EXERCISE DIRECTIONS » The first line of the entries through the line bearing "find lamp post": copy these lines exactly and return nothing else.

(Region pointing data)
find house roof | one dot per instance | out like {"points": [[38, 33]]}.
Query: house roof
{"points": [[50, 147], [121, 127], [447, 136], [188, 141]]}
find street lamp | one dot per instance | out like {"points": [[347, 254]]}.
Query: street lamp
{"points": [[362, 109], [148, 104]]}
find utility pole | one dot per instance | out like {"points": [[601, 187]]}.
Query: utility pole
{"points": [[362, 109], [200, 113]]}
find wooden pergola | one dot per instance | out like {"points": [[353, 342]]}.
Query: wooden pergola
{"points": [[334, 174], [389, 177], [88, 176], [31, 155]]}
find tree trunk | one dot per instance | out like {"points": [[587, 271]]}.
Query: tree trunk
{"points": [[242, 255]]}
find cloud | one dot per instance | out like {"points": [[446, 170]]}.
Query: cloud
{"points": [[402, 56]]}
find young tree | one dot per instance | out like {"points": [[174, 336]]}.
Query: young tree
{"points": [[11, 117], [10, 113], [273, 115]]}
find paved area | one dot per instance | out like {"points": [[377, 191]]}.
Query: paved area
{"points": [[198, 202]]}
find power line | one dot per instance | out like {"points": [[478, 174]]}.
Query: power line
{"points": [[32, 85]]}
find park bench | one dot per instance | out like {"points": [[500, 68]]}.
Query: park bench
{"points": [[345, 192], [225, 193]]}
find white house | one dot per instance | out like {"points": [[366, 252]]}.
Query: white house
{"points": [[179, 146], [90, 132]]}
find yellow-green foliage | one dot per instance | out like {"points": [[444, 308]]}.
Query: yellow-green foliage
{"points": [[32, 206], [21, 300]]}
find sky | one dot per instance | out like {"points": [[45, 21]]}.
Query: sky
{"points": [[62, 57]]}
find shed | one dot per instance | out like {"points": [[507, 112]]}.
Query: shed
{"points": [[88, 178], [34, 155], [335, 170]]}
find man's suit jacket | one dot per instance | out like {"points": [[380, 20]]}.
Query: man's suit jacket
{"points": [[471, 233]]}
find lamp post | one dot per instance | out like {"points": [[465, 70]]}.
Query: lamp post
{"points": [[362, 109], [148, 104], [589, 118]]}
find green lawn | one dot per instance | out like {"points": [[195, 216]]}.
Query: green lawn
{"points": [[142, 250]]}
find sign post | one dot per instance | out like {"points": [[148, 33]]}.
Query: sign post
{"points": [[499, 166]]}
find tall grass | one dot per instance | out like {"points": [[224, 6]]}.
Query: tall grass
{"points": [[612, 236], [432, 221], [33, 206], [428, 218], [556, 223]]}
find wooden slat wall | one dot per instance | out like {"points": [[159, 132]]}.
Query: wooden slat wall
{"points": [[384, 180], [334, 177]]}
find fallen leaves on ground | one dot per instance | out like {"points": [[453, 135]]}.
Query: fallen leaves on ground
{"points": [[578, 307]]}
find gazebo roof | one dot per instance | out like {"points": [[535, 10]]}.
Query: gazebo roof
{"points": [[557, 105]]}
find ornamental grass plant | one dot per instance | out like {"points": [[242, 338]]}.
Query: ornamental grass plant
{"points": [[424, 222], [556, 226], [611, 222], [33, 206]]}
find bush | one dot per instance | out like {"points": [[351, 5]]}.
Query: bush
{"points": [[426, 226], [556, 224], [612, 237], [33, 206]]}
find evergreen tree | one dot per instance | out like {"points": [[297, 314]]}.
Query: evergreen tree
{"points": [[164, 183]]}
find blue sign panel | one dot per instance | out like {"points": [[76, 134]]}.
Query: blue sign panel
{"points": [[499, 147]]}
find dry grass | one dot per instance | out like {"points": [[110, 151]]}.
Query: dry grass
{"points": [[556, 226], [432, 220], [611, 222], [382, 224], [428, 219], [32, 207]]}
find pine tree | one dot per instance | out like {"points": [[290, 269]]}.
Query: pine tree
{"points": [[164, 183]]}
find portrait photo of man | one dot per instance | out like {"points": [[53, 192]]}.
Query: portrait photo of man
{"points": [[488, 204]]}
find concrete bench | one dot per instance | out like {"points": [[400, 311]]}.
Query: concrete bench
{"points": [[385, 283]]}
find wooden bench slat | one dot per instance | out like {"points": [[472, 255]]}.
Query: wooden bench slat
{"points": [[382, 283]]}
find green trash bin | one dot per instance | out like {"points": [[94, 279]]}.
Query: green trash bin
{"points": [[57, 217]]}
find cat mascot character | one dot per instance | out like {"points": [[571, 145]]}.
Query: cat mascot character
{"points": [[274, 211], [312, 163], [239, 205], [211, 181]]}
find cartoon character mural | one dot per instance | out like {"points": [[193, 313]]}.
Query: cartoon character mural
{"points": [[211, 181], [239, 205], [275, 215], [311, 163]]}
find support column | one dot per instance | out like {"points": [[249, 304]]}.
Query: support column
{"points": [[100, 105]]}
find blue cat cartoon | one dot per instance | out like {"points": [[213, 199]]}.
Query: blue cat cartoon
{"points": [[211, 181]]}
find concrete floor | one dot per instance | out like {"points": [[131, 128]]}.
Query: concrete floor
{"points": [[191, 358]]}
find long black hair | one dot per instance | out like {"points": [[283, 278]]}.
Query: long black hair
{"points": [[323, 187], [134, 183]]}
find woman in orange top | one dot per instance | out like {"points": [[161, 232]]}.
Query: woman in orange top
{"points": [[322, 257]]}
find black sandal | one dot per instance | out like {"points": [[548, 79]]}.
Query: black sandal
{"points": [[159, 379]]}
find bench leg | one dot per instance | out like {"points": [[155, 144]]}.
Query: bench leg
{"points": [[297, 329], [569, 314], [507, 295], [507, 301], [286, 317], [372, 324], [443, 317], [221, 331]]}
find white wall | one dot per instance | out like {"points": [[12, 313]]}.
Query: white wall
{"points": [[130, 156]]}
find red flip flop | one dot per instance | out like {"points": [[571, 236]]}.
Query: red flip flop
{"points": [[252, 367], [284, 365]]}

EXERCISE ANSWER »
find house roof | one dot per instance | out like {"points": [[38, 33]]}.
Query: house roof
{"points": [[50, 147], [121, 127], [447, 136], [188, 141]]}
find street lamp | one dot per instance | out like {"points": [[347, 254]]}.
Query: street lamp
{"points": [[362, 109], [148, 104]]}
find utility pole | one dot per instance | out like {"points": [[601, 187]]}.
Query: utility pole
{"points": [[362, 109], [200, 113]]}
find wooden pergola | one dot per instance | out like {"points": [[353, 342]]}.
Query: wooden pergola
{"points": [[334, 174], [389, 177], [88, 176], [31, 155]]}
find tree trunk | one dot per instance | out like {"points": [[587, 271]]}.
Query: tree trunk
{"points": [[242, 255]]}
find cloud | one dot per instance | out like {"points": [[446, 170]]}.
Query: cloud
{"points": [[402, 56]]}
find young tree | one dot per instance | out like {"points": [[174, 336]]}.
Query: young tree
{"points": [[11, 117], [10, 113], [273, 115]]}
find paved area | one dot per instance | out like {"points": [[377, 191]]}.
Query: paved area
{"points": [[198, 202]]}
find power line | one dot per instance | out like {"points": [[478, 174]]}.
Query: power line
{"points": [[32, 85]]}
find park bench | one dot per instance | out like {"points": [[500, 68]]}.
Query: park bench
{"points": [[345, 192], [225, 193]]}
find white house | one dot per instance | out like {"points": [[366, 252]]}.
Query: white house
{"points": [[179, 146], [90, 132]]}
find yellow-green foliage | one dot per instance | out like {"points": [[444, 308]]}.
Query: yellow-green foliage
{"points": [[32, 206], [21, 300]]}
find sky | one dot per instance | out like {"points": [[45, 21]]}.
Query: sky
{"points": [[62, 57]]}
find shed | one dot per instance | out like {"points": [[507, 112]]}.
Query: shed
{"points": [[88, 178], [34, 155], [335, 170]]}
find man's suit jacket | one dot per instance | out like {"points": [[380, 20]]}.
Query: man's suit jacket
{"points": [[471, 233]]}
find lamp post | one dot per instance | out like {"points": [[465, 70]]}.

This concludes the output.